● **Verilen metin**:
····················

Çocuğa Sınırlarını Nasıl Öğretebiliriz?

Sınırları olan bir âilede çocuk başta olmak üzere herkes sorumluluklarını bilir; daha az kavga, stres, tartışma olur. Herkes yerini ve yapması gerekenleri bildiği için, iş ortada kalmaz. Sorumluluk ve yükler paylaşılmış olur. 

Sınır ve kurallar, çocuklarımızın hayatını kolaylaştırır. Meselâ “akşam dokuzda yatılmalıdır.” Neden dokuz da, on bir değil? Çünkü çocuğumuzun sağlıklı gelişimi, uykusunu yeterince alabilmesi gibi sebepler yüzünden bu gereklidir. Aksi takdirde uykusunu alamayacak, buna bağlı olarak geç kalkacak, beslenme düzeni bozulacak, huysuzlanacak vs.

Sınırları olan bir âilede çocuk başta olmak üzere, yetişkin, anne-baba, kısacası herkes sorumluluklarını bilir; daha az kavga, stres, tartışma olur. Herkes yerini ve yapması gerekenleri bildiği için, iş ortada kalmaz. Sorumluluk ve yükler paylaşılmış olur. Kimin işini yaptığı, kimin kaytardığı rahatça tespit edilebilir. Bu da gerekli durumlarda müdahaleyi kolaylaştırır.

····················

● **Ham veri**:
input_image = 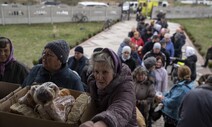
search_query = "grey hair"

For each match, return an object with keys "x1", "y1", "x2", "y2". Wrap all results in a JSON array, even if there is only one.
[
  {"x1": 132, "y1": 66, "x2": 148, "y2": 80},
  {"x1": 90, "y1": 50, "x2": 115, "y2": 72}
]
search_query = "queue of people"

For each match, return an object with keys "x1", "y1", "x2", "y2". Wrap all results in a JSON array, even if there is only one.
[{"x1": 0, "y1": 8, "x2": 212, "y2": 127}]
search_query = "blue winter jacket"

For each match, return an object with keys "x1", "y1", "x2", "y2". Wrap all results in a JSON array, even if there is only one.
[
  {"x1": 162, "y1": 80, "x2": 195, "y2": 120},
  {"x1": 22, "y1": 64, "x2": 84, "y2": 91},
  {"x1": 166, "y1": 41, "x2": 174, "y2": 57}
]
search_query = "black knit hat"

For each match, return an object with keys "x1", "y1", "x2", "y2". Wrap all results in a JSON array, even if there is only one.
[
  {"x1": 45, "y1": 40, "x2": 70, "y2": 64},
  {"x1": 74, "y1": 46, "x2": 83, "y2": 54}
]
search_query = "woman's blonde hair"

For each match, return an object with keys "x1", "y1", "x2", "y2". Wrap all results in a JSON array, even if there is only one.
[{"x1": 178, "y1": 65, "x2": 191, "y2": 80}]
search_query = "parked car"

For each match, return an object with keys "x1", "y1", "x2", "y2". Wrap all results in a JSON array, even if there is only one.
[{"x1": 78, "y1": 2, "x2": 108, "y2": 7}]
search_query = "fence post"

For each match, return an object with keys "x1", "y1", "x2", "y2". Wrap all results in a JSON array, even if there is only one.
[
  {"x1": 50, "y1": 6, "x2": 53, "y2": 24},
  {"x1": 105, "y1": 7, "x2": 109, "y2": 20},
  {"x1": 27, "y1": 5, "x2": 31, "y2": 25},
  {"x1": 1, "y1": 6, "x2": 5, "y2": 25}
]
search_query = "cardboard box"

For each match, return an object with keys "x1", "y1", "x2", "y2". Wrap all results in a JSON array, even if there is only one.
[
  {"x1": 0, "y1": 87, "x2": 95, "y2": 127},
  {"x1": 0, "y1": 82, "x2": 21, "y2": 103}
]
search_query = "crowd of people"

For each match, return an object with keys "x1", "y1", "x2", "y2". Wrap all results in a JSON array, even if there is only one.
[{"x1": 0, "y1": 9, "x2": 212, "y2": 127}]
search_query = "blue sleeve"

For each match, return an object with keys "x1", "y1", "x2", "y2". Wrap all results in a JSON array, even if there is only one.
[
  {"x1": 21, "y1": 65, "x2": 41, "y2": 87},
  {"x1": 163, "y1": 87, "x2": 185, "y2": 108},
  {"x1": 67, "y1": 70, "x2": 84, "y2": 92},
  {"x1": 170, "y1": 42, "x2": 174, "y2": 57}
]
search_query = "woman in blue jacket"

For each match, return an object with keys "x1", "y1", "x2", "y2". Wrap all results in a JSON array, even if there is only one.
[{"x1": 158, "y1": 66, "x2": 194, "y2": 127}]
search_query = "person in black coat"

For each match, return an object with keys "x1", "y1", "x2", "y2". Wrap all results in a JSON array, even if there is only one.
[
  {"x1": 142, "y1": 35, "x2": 159, "y2": 55},
  {"x1": 176, "y1": 46, "x2": 197, "y2": 81},
  {"x1": 68, "y1": 46, "x2": 88, "y2": 77},
  {"x1": 177, "y1": 75, "x2": 212, "y2": 127},
  {"x1": 160, "y1": 40, "x2": 170, "y2": 68},
  {"x1": 202, "y1": 45, "x2": 212, "y2": 67},
  {"x1": 120, "y1": 46, "x2": 136, "y2": 72},
  {"x1": 0, "y1": 37, "x2": 29, "y2": 84}
]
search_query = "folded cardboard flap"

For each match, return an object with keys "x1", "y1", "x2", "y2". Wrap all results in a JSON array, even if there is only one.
[
  {"x1": 0, "y1": 87, "x2": 95, "y2": 127},
  {"x1": 0, "y1": 82, "x2": 20, "y2": 102},
  {"x1": 0, "y1": 111, "x2": 70, "y2": 127}
]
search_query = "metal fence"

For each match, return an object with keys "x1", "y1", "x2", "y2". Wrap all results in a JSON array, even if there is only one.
[
  {"x1": 152, "y1": 7, "x2": 212, "y2": 19},
  {"x1": 0, "y1": 5, "x2": 121, "y2": 25}
]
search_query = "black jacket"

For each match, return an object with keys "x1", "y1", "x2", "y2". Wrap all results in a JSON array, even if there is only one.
[
  {"x1": 178, "y1": 55, "x2": 197, "y2": 81},
  {"x1": 120, "y1": 57, "x2": 136, "y2": 72},
  {"x1": 0, "y1": 61, "x2": 29, "y2": 84},
  {"x1": 142, "y1": 42, "x2": 155, "y2": 55},
  {"x1": 177, "y1": 84, "x2": 212, "y2": 127}
]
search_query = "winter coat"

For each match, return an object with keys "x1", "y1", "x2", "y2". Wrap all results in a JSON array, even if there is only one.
[
  {"x1": 131, "y1": 37, "x2": 144, "y2": 47},
  {"x1": 120, "y1": 57, "x2": 136, "y2": 72},
  {"x1": 68, "y1": 56, "x2": 88, "y2": 77},
  {"x1": 143, "y1": 50, "x2": 166, "y2": 66},
  {"x1": 166, "y1": 41, "x2": 174, "y2": 57},
  {"x1": 177, "y1": 84, "x2": 212, "y2": 127},
  {"x1": 206, "y1": 47, "x2": 212, "y2": 59},
  {"x1": 135, "y1": 79, "x2": 155, "y2": 121},
  {"x1": 22, "y1": 64, "x2": 84, "y2": 91},
  {"x1": 142, "y1": 42, "x2": 155, "y2": 55},
  {"x1": 178, "y1": 55, "x2": 197, "y2": 81},
  {"x1": 88, "y1": 64, "x2": 137, "y2": 127},
  {"x1": 162, "y1": 81, "x2": 194, "y2": 120},
  {"x1": 171, "y1": 32, "x2": 186, "y2": 58},
  {"x1": 0, "y1": 61, "x2": 29, "y2": 84},
  {"x1": 154, "y1": 67, "x2": 168, "y2": 93},
  {"x1": 161, "y1": 47, "x2": 170, "y2": 67},
  {"x1": 117, "y1": 42, "x2": 129, "y2": 57}
]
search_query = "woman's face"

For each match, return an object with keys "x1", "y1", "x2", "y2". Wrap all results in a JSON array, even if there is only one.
[
  {"x1": 136, "y1": 73, "x2": 147, "y2": 82},
  {"x1": 93, "y1": 62, "x2": 114, "y2": 89},
  {"x1": 122, "y1": 51, "x2": 130, "y2": 59},
  {"x1": 42, "y1": 48, "x2": 62, "y2": 72},
  {"x1": 156, "y1": 59, "x2": 163, "y2": 68},
  {"x1": 0, "y1": 44, "x2": 10, "y2": 63}
]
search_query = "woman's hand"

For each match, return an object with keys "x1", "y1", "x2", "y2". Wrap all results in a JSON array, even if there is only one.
[
  {"x1": 155, "y1": 96, "x2": 164, "y2": 102},
  {"x1": 79, "y1": 121, "x2": 94, "y2": 127},
  {"x1": 80, "y1": 121, "x2": 107, "y2": 127}
]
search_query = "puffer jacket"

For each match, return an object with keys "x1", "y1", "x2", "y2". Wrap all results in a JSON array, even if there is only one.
[
  {"x1": 162, "y1": 81, "x2": 195, "y2": 120},
  {"x1": 88, "y1": 64, "x2": 137, "y2": 127},
  {"x1": 177, "y1": 83, "x2": 212, "y2": 127},
  {"x1": 0, "y1": 61, "x2": 29, "y2": 84}
]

····················

● **İstenen işlem**: Çocuğa sınır öğretme konulu metinde "Sınırları olan bir âilede çocuk başta olmak üzere herkes" sözlerini içeren yerle açılıp "bozulacak, huysuzlanacak vs." ile kapanan bölümü kelimesi kelimesine aktarın.

● **Görev yanıtı**:
Sınırları olan bir âilede çocuk başta olmak üzere herkes sorumluluklarını bilir; daha az kavga, stres, tartışma olur. Herkes yerini ve yapması gerekenleri bildiği için, iş ortada kalmaz. Sorumluluk ve yükler paylaşılmış olur. 

Sınır ve kurallar, çocuklarımızın hayatını kolaylaştırır. Meselâ “akşam dokuzda yatılmalıdır.” Neden dokuz da, on bir değil? Çünkü çocuğumuzun sağlıklı gelişimi, uykusunu yeterince alabilmesi gibi sebepler yüzünden bu gereklidir. Aksi takdirde uykusunu alamayacak, buna bağlı olarak geç kalkacak, beslenme düzeni bozulacak, huysuzlanacak vs.